#### Job 1
Output the records verbatim, from the start of the records through the line containing "rough mask: <svg".

═════ Supplied text ═════

I definitely remember writing to Santa at least once and that clearly got to him alright (although when we went to the Post Office Mum had forgotten to bring it with her so she had to post it later when I was at school or something).

I can’t recall what I wrote. Nowadays I like to lead into any correspondence with a few neutral opening remarks, a ‘how are you’ or some sort of written equivalent to the conversational ‘weather gambit’. Back then, I fear it was probably a rather perfunctory, ‘Dear Mr Claus’ (I can’t believe I’d have gone ‘Santa’, not in the 1970s) swiftly followed by a list of demands. But, as I say, I genuinely don’t remember, and Father Christmas is too busy now to respond to a Freedom of Information request to release my aged correspondence from his archives. (Apparently.)

Away from the Grotto, back home the Post people do a grand job too (none of my four Christmas cards has ever gone astray as far as I know) and although we always do our Christmas shopping online in mid-December, with the wailing banshee cries of “won’t turn up in time” ringing in our ears (our neighbours are weird) so far we’ve never had a problem.

Obviously I’ve jinxed it now that I’ve said that – so apologies in advance for anybody who ought to get a Christmas present from us but doesn’t. It’ll be in the post.

Advent #3

I don’t want to suggest that all I do over Christmas is watch TV, because it’s absolutely not. (Sometimes I have to find time in my busy schedule for eating Quality Streets, or napping.) Nevertheless, it wouldn’t be UNfair to say that, over the festive period, I do watch an awful lot of it.

There are always, of course, the big-hitters – in my youth, the Christmas Day movie; nowadays more often than not, seasonal editions of popular comedies or dramas or, especially, panel shows.

But just as good, sometimes even better than the specially-prepared delights, is the free rein that Christmas gives to the schedulers, the licence to randomly mix in the bizarre and the unexpected which, because of the ‘captive audience’ nature of the period, acquire a curious fascination and appeal.

Britain’s Strongest Man is not at all the sort of thing I would ever plan to watch in the normal course of events, but I must have spent every Christmas as a child following the career of Geoff Capes.  And the Royal Institute Lectures (like a golden-age Johnny Ball show but turned up to eleven). If you sit down and watch them they’re always fascinating, but they would never tempt me into turning over halfway through Bake Off in October.

There’s also the late evening and early morning schedules, and the BBC Four array, where they’ll excavate stuff you’d never even have thought of. Reruns of the Moon Landing can easily be followed by a 1972 Two Ronnies Christmas Show, after which there might be a documentary on the secret life of Fanny Craddock, or the post-war destruction of London’s phone boxes.

Like Christmas itself, like rooting through all the wrapped-up goodies under the tree, sometimes the biggest thrill is from something you never would have expected.

═════ Dataset extract ═════

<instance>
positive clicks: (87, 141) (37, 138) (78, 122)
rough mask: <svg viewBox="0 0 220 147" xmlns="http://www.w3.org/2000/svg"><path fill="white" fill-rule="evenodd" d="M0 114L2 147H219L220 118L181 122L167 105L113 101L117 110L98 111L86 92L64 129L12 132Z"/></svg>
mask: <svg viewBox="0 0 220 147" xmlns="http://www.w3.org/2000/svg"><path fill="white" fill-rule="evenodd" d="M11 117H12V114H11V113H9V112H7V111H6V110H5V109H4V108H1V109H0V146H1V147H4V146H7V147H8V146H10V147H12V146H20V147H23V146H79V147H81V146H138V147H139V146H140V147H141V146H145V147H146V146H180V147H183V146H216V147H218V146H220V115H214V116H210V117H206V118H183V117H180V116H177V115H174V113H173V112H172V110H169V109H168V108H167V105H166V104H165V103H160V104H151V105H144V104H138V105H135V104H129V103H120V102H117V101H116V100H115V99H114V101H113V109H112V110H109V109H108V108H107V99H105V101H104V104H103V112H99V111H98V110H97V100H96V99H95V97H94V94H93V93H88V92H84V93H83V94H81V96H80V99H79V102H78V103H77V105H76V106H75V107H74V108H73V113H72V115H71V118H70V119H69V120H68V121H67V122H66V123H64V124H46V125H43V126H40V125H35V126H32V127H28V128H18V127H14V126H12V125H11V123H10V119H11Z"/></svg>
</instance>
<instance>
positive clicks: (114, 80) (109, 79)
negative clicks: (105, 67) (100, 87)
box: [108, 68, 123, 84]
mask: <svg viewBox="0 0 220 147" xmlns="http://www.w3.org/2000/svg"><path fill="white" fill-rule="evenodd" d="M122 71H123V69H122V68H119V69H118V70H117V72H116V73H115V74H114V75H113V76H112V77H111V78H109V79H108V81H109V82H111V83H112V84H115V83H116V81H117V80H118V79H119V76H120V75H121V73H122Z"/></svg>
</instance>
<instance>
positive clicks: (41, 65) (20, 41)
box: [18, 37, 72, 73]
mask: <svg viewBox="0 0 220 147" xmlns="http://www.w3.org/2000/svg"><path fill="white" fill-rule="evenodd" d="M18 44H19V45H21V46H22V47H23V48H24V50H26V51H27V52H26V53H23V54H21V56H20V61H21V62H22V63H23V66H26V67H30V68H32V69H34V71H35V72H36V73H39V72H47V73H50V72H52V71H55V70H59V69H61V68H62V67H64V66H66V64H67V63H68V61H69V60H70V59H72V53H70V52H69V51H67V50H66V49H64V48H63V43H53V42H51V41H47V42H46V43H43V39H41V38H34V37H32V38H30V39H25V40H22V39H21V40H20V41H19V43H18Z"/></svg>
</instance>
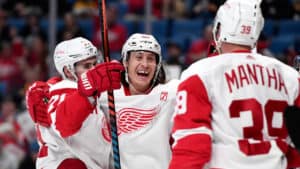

═════

#### Job 2
Answer the following questions about the text on Christmas post and television:
(a) Who forgot to bring the letter to Santa to the Post Office?
(b) How many Christmas cards does the writer mention?
(c) Whose career did the writer follow every Christmas as a child?

#### Answer 1
<instance>
positive clicks: (87, 141) (37, 138) (78, 122)
rough mask: <svg viewBox="0 0 220 147" xmlns="http://www.w3.org/2000/svg"><path fill="white" fill-rule="evenodd" d="M0 114L2 147H219L220 118L181 122L167 105L113 101L117 110L98 111L86 92L64 129L12 132Z"/></svg>

#### Answer 2
(a) Mum
(b) Four
(c) Geoff Capes